## INSTRUCTION
Please select every line in the items below that contains the word "door" and copy each one out. Case counts.

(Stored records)

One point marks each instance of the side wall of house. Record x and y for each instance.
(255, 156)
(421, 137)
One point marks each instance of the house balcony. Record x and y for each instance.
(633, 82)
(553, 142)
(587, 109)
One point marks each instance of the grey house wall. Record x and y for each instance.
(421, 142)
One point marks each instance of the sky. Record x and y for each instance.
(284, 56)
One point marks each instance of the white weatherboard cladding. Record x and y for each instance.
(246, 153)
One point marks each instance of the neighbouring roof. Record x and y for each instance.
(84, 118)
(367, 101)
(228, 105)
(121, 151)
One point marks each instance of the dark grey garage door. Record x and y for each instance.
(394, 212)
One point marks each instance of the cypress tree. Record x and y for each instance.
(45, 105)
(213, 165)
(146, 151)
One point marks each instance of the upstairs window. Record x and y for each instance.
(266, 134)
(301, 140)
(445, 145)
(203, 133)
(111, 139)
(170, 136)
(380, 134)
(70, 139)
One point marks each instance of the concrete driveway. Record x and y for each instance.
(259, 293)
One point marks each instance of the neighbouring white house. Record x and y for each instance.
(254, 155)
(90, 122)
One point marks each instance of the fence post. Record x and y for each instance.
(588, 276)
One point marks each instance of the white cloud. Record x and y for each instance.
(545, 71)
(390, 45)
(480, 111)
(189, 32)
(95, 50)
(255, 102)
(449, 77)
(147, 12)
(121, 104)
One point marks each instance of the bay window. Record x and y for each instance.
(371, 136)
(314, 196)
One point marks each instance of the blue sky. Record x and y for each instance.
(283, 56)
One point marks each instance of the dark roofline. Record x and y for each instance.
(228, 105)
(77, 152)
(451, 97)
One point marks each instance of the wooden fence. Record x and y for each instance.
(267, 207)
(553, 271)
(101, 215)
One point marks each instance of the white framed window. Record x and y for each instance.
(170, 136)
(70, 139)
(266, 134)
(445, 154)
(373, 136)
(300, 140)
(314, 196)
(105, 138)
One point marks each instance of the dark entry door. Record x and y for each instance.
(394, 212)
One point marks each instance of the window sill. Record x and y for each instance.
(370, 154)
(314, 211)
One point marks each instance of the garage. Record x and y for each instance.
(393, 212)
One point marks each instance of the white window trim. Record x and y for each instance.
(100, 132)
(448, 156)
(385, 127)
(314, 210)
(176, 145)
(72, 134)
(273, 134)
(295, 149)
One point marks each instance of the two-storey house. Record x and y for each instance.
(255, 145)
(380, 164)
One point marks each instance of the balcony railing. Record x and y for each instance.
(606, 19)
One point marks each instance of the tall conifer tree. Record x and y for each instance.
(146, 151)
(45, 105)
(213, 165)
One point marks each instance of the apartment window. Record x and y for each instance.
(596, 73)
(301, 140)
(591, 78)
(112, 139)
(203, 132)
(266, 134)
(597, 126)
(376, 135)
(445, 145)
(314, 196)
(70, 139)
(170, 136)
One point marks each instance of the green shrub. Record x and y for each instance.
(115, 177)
==
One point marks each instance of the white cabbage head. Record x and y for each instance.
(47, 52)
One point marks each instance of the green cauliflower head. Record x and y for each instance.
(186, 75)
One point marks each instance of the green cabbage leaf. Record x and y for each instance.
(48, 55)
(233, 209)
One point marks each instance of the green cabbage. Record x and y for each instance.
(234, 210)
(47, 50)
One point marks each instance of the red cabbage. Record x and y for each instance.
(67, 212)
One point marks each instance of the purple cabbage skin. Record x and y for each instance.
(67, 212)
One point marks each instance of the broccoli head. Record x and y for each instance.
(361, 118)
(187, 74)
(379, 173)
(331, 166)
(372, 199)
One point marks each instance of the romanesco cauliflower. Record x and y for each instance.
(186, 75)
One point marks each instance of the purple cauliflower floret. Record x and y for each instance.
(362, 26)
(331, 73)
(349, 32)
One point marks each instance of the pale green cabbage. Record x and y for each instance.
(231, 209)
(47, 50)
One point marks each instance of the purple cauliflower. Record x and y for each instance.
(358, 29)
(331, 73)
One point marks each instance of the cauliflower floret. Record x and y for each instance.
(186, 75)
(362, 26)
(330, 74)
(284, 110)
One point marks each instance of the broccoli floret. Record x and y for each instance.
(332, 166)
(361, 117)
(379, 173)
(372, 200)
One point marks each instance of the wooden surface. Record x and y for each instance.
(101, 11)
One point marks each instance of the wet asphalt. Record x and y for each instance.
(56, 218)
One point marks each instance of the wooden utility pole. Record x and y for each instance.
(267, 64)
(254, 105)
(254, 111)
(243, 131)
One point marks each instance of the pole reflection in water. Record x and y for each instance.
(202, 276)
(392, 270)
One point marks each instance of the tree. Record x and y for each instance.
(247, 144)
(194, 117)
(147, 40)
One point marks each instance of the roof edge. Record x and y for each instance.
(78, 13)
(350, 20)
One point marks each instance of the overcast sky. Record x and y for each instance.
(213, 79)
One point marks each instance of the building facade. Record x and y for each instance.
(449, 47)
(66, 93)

## FULL RESPONSE
One point marks each instance of the dark grey garage door. Record x and y for each instance.
One point marks each instance of the dark entry door. Record x and y for each instance.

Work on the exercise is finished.